To be done:
Could you arrange the lines of the listing as a numbered list, starting at the line that contains "of the wing" and ending with the last line of the listing, with blank lines left out?

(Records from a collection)
============
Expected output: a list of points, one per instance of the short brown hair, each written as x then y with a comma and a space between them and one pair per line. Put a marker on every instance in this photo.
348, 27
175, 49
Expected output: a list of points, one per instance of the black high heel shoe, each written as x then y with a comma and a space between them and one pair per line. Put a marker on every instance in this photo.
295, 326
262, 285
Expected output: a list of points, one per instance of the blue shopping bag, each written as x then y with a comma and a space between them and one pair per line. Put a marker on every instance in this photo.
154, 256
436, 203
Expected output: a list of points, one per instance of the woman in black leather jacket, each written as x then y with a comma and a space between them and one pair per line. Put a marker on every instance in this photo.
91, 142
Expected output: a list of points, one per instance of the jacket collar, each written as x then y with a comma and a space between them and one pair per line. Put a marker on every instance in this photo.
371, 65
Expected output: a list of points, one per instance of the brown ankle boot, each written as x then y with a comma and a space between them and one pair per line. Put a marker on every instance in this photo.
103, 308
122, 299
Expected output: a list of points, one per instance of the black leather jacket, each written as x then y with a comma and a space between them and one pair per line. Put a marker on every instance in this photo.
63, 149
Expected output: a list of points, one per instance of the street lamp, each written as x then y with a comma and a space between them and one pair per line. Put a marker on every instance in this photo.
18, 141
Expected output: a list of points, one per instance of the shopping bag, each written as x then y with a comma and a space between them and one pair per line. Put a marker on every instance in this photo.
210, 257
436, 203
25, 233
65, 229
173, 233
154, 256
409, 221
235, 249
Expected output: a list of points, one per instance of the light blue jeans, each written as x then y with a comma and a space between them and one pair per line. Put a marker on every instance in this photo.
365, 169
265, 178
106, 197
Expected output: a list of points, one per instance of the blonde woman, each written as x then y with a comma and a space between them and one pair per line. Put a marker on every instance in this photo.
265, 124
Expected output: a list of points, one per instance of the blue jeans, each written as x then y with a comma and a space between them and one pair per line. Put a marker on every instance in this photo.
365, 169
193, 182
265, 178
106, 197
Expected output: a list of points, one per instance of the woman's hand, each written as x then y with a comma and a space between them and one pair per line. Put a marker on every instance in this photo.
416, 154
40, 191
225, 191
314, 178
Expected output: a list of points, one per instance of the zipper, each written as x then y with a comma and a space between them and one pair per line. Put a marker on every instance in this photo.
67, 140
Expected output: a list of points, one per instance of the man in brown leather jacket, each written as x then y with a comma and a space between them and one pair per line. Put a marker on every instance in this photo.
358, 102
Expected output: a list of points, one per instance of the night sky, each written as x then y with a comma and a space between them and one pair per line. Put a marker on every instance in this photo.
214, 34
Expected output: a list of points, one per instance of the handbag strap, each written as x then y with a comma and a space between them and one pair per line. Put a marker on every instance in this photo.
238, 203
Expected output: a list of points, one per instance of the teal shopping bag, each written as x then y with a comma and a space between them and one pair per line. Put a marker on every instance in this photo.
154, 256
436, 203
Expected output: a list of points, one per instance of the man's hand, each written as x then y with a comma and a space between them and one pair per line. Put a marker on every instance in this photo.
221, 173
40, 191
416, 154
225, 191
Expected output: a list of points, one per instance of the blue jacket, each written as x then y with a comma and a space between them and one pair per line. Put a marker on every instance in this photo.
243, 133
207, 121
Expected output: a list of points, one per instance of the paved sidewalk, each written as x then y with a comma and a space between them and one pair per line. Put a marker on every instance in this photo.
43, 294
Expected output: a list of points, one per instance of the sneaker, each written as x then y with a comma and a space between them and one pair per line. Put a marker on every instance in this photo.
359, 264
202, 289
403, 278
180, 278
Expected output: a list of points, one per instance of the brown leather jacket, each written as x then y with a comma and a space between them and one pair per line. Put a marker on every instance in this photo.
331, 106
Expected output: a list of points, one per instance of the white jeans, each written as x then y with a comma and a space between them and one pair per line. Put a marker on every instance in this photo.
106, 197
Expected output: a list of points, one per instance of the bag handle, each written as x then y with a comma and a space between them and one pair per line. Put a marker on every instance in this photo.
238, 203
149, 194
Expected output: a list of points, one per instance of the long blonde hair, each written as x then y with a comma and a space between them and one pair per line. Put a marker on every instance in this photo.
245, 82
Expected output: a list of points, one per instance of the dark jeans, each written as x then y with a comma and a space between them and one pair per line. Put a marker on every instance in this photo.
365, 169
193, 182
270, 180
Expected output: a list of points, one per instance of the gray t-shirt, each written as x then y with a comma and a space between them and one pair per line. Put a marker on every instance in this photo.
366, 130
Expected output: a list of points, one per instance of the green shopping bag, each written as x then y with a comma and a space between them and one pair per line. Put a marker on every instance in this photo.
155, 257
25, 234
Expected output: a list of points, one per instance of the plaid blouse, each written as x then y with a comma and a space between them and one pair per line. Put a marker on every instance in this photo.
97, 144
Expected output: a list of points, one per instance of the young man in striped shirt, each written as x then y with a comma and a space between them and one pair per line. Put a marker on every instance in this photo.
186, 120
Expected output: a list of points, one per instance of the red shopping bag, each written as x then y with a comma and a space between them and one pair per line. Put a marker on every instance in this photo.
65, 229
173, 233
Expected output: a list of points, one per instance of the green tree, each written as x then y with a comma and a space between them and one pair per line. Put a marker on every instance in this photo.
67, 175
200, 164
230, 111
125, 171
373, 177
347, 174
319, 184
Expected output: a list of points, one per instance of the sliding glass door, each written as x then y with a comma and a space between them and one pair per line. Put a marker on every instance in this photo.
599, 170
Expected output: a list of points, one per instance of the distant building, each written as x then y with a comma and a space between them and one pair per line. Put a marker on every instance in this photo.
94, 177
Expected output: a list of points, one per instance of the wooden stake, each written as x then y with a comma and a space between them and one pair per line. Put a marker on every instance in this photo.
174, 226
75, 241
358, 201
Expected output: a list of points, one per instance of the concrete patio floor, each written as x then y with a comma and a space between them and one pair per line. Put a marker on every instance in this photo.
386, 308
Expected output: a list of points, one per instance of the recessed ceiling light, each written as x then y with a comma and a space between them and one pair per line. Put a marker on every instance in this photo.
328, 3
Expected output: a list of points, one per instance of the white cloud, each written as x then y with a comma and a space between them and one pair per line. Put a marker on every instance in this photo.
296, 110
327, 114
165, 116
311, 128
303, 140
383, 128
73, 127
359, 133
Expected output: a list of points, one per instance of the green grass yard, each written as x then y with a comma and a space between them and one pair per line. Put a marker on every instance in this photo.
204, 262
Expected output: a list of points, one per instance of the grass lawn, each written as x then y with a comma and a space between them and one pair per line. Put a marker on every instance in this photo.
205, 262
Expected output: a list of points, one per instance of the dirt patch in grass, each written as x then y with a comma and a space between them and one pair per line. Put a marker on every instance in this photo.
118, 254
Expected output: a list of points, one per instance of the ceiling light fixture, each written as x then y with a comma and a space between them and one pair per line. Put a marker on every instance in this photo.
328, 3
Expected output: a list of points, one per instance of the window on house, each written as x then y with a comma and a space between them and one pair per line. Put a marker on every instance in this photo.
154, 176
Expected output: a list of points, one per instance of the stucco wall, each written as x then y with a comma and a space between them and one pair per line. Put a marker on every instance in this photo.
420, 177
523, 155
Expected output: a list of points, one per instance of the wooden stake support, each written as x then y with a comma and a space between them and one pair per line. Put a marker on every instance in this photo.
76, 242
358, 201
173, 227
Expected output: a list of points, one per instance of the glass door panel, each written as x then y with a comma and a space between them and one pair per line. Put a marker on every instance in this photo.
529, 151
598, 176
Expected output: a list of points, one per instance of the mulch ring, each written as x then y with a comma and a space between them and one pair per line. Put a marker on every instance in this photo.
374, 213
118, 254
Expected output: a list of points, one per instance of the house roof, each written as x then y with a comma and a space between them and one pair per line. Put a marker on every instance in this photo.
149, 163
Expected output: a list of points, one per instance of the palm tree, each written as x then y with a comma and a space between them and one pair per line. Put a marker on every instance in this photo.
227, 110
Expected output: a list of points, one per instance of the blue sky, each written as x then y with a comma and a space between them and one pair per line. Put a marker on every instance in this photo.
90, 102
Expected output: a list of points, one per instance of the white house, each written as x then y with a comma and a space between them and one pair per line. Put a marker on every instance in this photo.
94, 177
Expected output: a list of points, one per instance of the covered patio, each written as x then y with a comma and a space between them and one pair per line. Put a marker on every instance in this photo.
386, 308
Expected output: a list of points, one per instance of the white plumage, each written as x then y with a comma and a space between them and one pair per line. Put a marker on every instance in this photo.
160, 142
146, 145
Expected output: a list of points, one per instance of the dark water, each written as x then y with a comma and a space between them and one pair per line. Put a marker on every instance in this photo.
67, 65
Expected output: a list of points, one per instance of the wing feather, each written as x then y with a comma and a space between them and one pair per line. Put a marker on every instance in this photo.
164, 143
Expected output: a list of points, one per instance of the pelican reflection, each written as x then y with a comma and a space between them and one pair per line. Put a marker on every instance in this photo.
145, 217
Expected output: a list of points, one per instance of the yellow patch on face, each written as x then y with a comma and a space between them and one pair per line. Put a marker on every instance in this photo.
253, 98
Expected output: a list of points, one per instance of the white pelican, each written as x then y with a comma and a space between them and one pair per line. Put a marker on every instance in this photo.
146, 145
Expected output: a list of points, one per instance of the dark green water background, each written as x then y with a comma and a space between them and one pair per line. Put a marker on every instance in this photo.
============
Solution:
1. Expected output: a list of points, one per instance of the wing feather, each written as x then y with a comma and a space between them and one pair per line. Put a marker on every instance in this photo.
2. 164, 143
3. Expected output: a list of points, one per instance of the pelican reflection, each written as x then y with a comma and a space between them and one pair per line. Put a marker on every instance in this photo.
4. 145, 217
5. Expected output: a list of points, one per instance of the yellow patch on face, each written as x then y with a comma and a space between them and one pair per line. Put a marker on every instance in this photo.
6. 253, 98
7. Expected output: a list of points, one per instance of the white pelican, each written as x then y with a comma and a space between them and one pair per line. Put a marker on every instance in this photo.
8. 146, 145
9. Expected output: a list of points, one per instance of the dark green water background, each written as x then y with a comma and a space between them and one pair per line. Put a marker on every instance in this photo.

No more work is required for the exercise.